Pouvez-vous reprendre mot pour mot, dans le document source, le passage qui va de « 3Ayant débuté sa » jusqu'à « dispositifs de gouvernementalité. » ?

DOCUMENT SOURCE
────────────────────────────────────────

3Ayant débuté sa carrière politique au sein de l’Institut national indigéniste (INI)5, López Obrador fait régulièrement référence aux populations indigènes6 du Mexique comme étant les principales bénéficiaires de la politique menée par son gouvernement. Pour autant, la poursuite d’un modèle de développement en grande partie basé sur l’exploitation intensive des ressources naturelles, conduit de nombreuses organisations contestataires revendiquant elles-mêmes une forte identité indigène à s’opposer au nouveau gouvernement (dans le cadre des mouvements de « luttes en défense du territoire »). Il conviendra donc de s’interroger sur les ressorts de ces formes de réinvention stratégique de la tradition7, apparaissant à la fois (en fonction des acteurs y ayant recours) comme registre de mobilisation et dispositifs de gouvernementalité.

────────────────────────────────────────

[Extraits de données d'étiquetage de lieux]
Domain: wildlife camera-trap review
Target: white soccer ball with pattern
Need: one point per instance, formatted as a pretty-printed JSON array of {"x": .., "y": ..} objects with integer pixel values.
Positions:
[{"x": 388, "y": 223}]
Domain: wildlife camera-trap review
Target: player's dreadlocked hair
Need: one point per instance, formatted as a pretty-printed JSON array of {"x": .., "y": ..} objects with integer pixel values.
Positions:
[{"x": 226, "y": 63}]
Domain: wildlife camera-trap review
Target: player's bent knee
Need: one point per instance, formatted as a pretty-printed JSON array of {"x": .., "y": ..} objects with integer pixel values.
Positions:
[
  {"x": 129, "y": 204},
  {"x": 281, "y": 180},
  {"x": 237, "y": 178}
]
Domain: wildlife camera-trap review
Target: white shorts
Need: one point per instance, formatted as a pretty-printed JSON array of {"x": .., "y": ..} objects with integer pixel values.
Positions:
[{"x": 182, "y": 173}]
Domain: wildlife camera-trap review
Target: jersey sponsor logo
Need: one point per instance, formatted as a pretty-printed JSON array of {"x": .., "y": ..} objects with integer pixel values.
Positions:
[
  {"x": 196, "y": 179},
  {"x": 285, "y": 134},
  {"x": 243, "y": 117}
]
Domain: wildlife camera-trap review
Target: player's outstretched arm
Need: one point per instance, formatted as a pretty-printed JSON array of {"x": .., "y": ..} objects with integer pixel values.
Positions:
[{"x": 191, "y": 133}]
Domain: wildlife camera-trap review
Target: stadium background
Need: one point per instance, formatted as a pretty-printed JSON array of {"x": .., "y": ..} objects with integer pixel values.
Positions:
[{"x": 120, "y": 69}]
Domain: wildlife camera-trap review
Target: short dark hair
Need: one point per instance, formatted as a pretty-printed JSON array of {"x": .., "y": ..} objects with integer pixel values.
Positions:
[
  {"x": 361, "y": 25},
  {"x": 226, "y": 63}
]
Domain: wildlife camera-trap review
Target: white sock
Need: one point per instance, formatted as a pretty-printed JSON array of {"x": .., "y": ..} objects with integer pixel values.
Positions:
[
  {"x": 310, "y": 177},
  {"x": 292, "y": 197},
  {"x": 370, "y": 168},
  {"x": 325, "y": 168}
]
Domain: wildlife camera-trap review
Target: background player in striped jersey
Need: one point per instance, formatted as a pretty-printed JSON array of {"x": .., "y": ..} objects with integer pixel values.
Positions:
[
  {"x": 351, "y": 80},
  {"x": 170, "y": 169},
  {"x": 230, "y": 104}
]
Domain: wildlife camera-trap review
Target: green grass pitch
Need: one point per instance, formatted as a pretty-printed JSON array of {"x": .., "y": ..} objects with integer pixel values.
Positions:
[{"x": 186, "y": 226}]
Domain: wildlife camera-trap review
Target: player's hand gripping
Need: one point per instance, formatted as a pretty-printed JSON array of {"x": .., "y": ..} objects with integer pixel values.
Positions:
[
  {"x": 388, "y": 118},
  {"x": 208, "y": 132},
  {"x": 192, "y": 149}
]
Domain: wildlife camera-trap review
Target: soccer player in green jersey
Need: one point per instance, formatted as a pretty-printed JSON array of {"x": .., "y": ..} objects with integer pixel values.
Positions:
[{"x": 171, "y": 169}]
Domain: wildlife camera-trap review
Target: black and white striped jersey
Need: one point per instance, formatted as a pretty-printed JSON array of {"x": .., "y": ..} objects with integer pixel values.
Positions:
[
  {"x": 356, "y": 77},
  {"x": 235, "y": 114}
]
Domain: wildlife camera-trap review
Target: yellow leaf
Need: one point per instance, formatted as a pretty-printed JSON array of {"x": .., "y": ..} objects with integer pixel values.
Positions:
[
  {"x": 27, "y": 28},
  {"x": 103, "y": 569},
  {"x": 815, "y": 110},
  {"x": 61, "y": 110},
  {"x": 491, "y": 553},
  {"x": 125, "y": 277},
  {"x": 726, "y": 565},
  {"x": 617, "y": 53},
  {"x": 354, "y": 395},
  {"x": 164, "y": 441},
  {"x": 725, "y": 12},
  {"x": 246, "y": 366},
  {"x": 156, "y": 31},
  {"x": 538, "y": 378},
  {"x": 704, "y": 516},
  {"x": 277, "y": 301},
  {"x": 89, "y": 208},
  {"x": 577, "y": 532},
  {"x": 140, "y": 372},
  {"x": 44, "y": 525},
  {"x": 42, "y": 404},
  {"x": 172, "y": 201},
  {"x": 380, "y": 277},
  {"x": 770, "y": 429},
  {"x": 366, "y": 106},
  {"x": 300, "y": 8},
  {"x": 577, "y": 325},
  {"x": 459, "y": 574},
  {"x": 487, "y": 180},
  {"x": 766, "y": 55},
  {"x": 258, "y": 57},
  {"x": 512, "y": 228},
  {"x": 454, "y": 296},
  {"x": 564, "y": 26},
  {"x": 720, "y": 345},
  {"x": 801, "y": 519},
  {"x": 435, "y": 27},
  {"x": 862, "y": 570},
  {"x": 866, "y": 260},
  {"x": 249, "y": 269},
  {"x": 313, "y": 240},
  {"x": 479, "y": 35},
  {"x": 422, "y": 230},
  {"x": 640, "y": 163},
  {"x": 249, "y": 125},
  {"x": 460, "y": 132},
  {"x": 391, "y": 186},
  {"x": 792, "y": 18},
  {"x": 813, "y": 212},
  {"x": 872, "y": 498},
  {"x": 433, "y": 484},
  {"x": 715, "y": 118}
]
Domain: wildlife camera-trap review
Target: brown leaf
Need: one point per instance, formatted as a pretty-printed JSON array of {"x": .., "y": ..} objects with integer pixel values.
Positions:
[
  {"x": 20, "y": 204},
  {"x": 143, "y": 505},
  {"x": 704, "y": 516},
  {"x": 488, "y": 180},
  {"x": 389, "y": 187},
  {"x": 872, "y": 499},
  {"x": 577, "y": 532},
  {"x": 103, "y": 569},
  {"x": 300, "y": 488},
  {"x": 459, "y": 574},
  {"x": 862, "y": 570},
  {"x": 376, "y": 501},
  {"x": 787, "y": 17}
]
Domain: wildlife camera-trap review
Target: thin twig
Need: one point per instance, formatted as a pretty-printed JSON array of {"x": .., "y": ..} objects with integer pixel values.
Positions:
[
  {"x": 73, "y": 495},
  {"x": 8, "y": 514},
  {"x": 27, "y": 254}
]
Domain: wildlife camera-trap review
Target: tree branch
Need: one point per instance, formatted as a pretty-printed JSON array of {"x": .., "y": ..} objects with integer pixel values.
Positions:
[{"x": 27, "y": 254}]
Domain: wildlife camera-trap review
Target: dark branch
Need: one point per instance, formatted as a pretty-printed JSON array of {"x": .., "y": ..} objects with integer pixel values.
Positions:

────────────────────────────────────────

RÉSULTAT ATTENDU
3Ayant débuté sa carrière politique au sein de l’Institut national indigéniste (INI)5, López Obrador fait régulièrement référence aux populations indigènes6 du Mexique comme étant les principales bénéficiaires de la politique menée par son gouvernement. Pour autant, la poursuite d’un modèle de développement en grande partie basé sur l’exploitation intensive des ressources naturelles, conduit de nombreuses organisations contestataires revendiquant elles-mêmes une forte identité indigène à s’opposer au nouveau gouvernement (dans le cadre des mouvements de « luttes en défense du territoire »). Il conviendra donc de s’interroger sur les ressorts de ces formes de réinvention stratégique de la tradition7, apparaissant à la fois (en fonction des acteurs y ayant recours) comme registre de mobilisation et dispositifs de gouvernementalité.